[Photo-based referring expression data]
============
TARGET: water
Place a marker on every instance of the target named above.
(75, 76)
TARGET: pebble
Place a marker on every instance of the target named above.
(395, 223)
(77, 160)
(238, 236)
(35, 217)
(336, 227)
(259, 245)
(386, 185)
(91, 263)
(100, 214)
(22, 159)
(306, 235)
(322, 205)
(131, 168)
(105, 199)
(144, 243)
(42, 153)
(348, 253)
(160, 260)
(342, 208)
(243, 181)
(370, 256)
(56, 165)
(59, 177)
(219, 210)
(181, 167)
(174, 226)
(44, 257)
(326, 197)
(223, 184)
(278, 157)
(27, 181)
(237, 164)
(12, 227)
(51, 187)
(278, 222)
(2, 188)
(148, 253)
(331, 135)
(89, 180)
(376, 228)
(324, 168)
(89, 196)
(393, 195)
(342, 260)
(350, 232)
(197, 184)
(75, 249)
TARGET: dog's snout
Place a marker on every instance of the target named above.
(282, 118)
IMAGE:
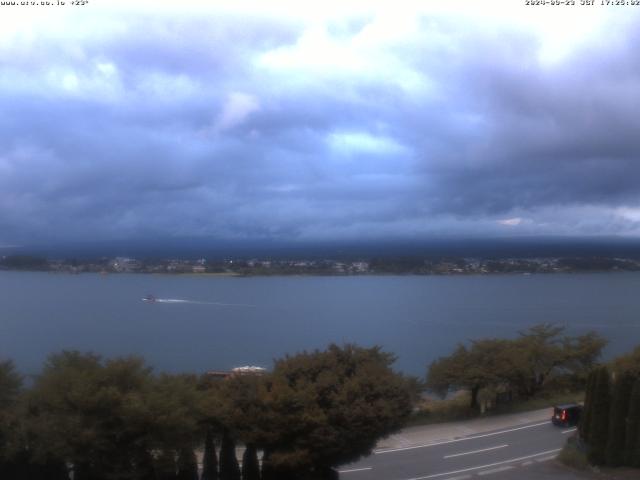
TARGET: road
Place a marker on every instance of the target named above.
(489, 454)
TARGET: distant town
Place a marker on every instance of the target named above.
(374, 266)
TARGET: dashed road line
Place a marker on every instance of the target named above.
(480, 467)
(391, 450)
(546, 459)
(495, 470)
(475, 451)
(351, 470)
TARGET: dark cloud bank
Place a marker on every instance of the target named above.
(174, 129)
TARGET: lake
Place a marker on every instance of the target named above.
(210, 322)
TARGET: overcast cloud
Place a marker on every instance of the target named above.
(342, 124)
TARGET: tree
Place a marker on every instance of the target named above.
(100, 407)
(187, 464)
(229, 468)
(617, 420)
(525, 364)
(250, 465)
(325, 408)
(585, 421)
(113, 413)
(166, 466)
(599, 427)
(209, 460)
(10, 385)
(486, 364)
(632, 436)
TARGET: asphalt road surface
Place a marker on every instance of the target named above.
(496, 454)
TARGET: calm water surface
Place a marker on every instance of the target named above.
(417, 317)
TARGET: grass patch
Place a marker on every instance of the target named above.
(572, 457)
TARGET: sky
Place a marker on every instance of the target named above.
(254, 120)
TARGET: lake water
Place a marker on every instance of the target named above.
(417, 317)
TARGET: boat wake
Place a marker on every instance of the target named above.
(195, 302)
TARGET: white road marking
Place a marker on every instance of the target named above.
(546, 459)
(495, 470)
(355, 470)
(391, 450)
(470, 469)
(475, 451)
============
__What to work on__: Count every line that holds the word "water" in the entries, and state the result alone.

__Answer section__: 3